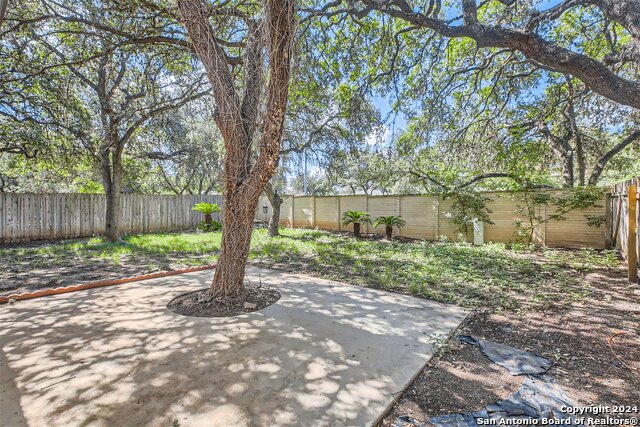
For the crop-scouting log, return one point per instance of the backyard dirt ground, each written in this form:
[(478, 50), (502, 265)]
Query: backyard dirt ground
[(459, 378), (25, 273)]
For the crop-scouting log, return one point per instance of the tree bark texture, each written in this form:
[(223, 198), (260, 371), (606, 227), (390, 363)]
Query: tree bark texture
[(276, 202), (238, 117)]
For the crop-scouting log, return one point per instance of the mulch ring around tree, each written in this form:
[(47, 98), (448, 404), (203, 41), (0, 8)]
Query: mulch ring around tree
[(251, 299)]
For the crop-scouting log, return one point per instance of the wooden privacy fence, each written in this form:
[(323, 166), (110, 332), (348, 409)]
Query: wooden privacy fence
[(428, 217), (625, 217), (26, 216)]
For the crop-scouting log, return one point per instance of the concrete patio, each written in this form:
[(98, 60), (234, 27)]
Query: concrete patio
[(326, 354)]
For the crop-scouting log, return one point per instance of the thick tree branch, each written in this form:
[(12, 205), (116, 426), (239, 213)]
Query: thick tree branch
[(602, 161)]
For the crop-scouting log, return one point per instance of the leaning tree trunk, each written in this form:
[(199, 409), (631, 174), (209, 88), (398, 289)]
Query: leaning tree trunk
[(356, 229), (237, 119), (276, 202), (237, 222), (111, 167)]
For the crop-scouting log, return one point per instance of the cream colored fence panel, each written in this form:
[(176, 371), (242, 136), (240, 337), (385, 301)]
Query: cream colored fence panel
[(428, 217), (352, 203), (382, 206), (421, 216), (303, 212), (286, 211), (502, 207), (445, 227)]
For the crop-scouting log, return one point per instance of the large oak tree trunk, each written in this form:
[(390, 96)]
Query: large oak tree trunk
[(237, 119), (237, 223), (111, 168)]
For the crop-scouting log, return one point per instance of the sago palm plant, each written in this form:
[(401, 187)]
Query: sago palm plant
[(356, 218), (389, 222)]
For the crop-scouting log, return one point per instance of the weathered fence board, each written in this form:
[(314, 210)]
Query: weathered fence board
[(27, 216), (624, 217)]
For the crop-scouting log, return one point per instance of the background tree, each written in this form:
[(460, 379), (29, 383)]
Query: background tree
[(121, 85)]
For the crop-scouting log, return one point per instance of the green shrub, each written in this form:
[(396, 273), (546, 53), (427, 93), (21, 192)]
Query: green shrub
[(209, 227), (356, 218), (389, 222)]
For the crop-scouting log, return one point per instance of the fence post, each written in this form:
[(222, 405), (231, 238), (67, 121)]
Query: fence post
[(293, 211), (632, 230), (608, 201), (399, 214), (366, 209), (313, 213), (437, 219)]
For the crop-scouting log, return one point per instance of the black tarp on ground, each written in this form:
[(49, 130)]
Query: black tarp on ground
[(537, 398), (516, 361)]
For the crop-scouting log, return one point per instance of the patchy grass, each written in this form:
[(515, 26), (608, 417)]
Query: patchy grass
[(491, 275)]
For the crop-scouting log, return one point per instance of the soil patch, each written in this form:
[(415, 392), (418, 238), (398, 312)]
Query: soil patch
[(251, 299), (576, 338)]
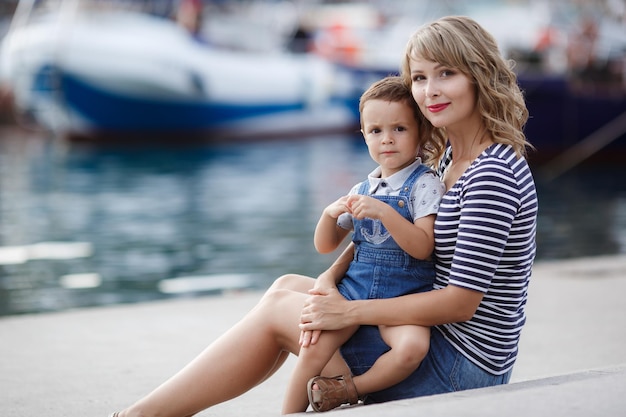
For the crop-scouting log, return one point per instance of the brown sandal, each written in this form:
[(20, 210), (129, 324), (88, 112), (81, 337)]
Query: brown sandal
[(332, 392)]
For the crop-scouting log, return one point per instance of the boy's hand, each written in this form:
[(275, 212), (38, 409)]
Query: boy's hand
[(337, 208), (362, 206)]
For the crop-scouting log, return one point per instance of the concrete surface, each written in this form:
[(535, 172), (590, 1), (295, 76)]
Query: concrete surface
[(91, 362)]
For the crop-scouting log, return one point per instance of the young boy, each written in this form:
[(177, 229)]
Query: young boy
[(392, 216)]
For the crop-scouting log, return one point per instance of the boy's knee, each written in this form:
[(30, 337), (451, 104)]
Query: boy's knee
[(412, 351)]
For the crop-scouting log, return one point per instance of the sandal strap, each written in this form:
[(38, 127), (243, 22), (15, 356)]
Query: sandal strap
[(332, 392)]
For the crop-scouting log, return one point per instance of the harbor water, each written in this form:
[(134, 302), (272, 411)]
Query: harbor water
[(88, 225)]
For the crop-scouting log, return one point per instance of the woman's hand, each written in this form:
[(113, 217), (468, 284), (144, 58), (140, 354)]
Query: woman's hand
[(325, 309)]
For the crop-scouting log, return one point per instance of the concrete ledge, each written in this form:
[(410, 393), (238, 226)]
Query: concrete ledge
[(91, 362), (591, 393)]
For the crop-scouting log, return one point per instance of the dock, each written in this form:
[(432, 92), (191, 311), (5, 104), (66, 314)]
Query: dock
[(93, 361)]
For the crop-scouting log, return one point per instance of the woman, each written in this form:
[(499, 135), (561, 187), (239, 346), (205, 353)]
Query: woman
[(484, 249)]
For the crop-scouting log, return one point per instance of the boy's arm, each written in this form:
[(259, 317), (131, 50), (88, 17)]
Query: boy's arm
[(328, 235), (417, 239)]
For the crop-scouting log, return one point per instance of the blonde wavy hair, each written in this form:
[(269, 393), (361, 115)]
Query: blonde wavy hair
[(394, 89), (461, 43)]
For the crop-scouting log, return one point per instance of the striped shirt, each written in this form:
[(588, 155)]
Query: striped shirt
[(485, 241)]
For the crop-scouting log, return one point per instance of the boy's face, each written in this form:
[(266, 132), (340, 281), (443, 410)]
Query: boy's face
[(391, 134)]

☆ ☆ ☆ ☆ ☆

Only the entries themselves should be output, word for word, with all pictures omitted.

For the crop-scouting log, return one point per instance of the backyard dirt ground, each written in this form:
[(478, 50), (502, 265)]
Query: backyard dirt ground
[(459, 378), (25, 273)]
For the crop-scouting log, return one point per instance of the tree bark texture, each written in this form:
[(223, 198), (260, 371), (606, 227), (390, 363)]
Query: tree bark texture
[(276, 202), (238, 117)]
For the crop-scouting log, return one point per instance of the mulch ring around tree, each written in this form:
[(47, 98), (448, 404), (203, 41), (0, 8)]
Query: mulch ring around tree
[(251, 299)]
For the crop-scouting log, return one point per instance of the wooden privacy fence, each written in this form:
[(323, 166), (110, 332), (348, 409)]
Query: wooden privacy fence
[(428, 217), (625, 217), (26, 216)]
For the crop-scouting log, return one point per instance of the concrete patio, each written in this form:
[(98, 60), (234, 27)]
Query: concrete patio
[(326, 354)]
For the crop-scouting log, return one point per instance of the thick tree branch, each written in this form:
[(12, 205), (116, 426), (239, 213)]
Query: thick tree branch
[(602, 161)]
For the crop-scouting log, return one point per instance of the leaning tree trunk, each written in this form:
[(199, 409), (631, 174), (209, 88), (398, 289)]
Query: leaning tree trunk
[(356, 229), (237, 119), (276, 202), (237, 222), (111, 167)]
For the crop-scouting log, return one point per instance of the cream colored fence panel, each written in this form:
[(176, 371), (242, 136), (240, 337), (385, 301)]
Query: cream colored fence panel
[(428, 217), (352, 203), (382, 206), (421, 216), (303, 212), (286, 211), (502, 207), (445, 227)]
For the crop-scouting log, return one point per instance of the large oak tree trunk, each written in this form:
[(390, 96)]
Query: large oak tree trunk
[(237, 119), (237, 223), (111, 168)]
For the crop-scouting log, return one point per instance of the sago palm plant, each written in this form:
[(401, 187)]
Query: sago palm plant
[(356, 218), (389, 222)]
For the crop-scouting log, return one point per instance of the weathered fence board, each written in this form:
[(314, 210)]
Query: weathered fence board
[(27, 216), (624, 217)]
For the crop-scouting log, return one point per instance of the background tree, each written in this form:
[(460, 379), (29, 383)]
Query: background tree
[(121, 85)]
For the crop-scouting log, return one point per instance of the green shrub, each written in this form:
[(396, 273), (546, 53), (427, 93), (21, 192)]
Query: green shrub
[(209, 227), (356, 218), (389, 222)]
For the crop-scouting log, return one point per instance of the fence post, each written in this form:
[(222, 405), (231, 238), (67, 121)]
Query: fence post
[(293, 211), (632, 230), (608, 201), (399, 214), (366, 209), (313, 213), (437, 219)]
For the crop-scouting log, return one point per instance of the black tarp on ground, each written in this form:
[(49, 130)]
Query: black tarp on ground
[(537, 398), (516, 361)]
For the crop-scouting log, return one point per instance of the patchy grass, each written in this form:
[(515, 26), (608, 417)]
Query: patchy grass
[(491, 275)]
For the crop-scouting log, return one point per instance of the soil patch, each written in this form:
[(415, 392), (418, 238), (398, 312)]
Query: soil patch
[(251, 299), (576, 338)]
For the crop-scouting log, return one point per instance of the brown sandal, each written in this form:
[(20, 210), (129, 324), (88, 112), (81, 337)]
Query: brown sandal
[(332, 392)]
For the crop-scouting log, return one point per instance of the boy's hand, each written in this form:
[(275, 212), (38, 409)]
Query: boy's hand
[(337, 208), (362, 206)]
For the crop-scouting log, return one point per instance of the concrete surface, each written in this form:
[(535, 172), (590, 1), (295, 76)]
Query: concrete surface
[(91, 362)]
For the crop-scouting log, return one point per instance of the young boy, each written in this form:
[(177, 229)]
Query: young boy
[(392, 216)]
For the crop-scouting log, return one point per instance of the boy's knee, each written in this form:
[(30, 337), (451, 104)]
Query: boy's knee
[(412, 351)]
For the crop-scouting log, return one point per instance of the sandal strap, each written in this form:
[(38, 127), (243, 22), (15, 356)]
Query: sandal strap
[(332, 392)]
For the crop-scouting log, return one point per instance of the harbor water, each written in this form:
[(134, 302), (272, 411)]
Query: harbor water
[(88, 225)]
For the crop-scouting log, return one point per instance of the woman's hand, each written in this form:
[(113, 217), (468, 284), (144, 58), (140, 354)]
Query: woman's hand
[(325, 309)]
For the crop-scouting log, return one point per instance of the concrete ledge, each written in this form:
[(410, 393), (238, 226)]
Query: concrete ledge
[(91, 362), (591, 393)]
For the crop-scouting log, return one point per instance of the dock, each written in this form:
[(432, 92), (191, 311), (5, 104), (66, 314)]
Query: dock
[(93, 361)]
For the crop-scouting log, return one point per instance of the woman, each written in this form:
[(499, 135), (561, 187), (239, 346), (205, 353)]
Query: woman
[(484, 249)]
For the crop-scouting log, return one point per instance of the boy's arm, each written in this form:
[(259, 317), (131, 50), (88, 17)]
Query: boy's arm
[(328, 235), (417, 239)]
For the crop-scouting log, return one point per instance of the blonde wavy hair, each written in this form:
[(269, 393), (361, 115)]
Query: blonde wavy hair
[(394, 89), (461, 43)]
For the crop-scouting log, return one point per instance of the striped shirt, each written in this form:
[(588, 155)]
Query: striped shirt
[(485, 241)]
For the crop-scouting log, return one point per instance of the boy's face, each written in this form:
[(266, 132), (340, 281), (443, 410)]
Query: boy's face
[(391, 134)]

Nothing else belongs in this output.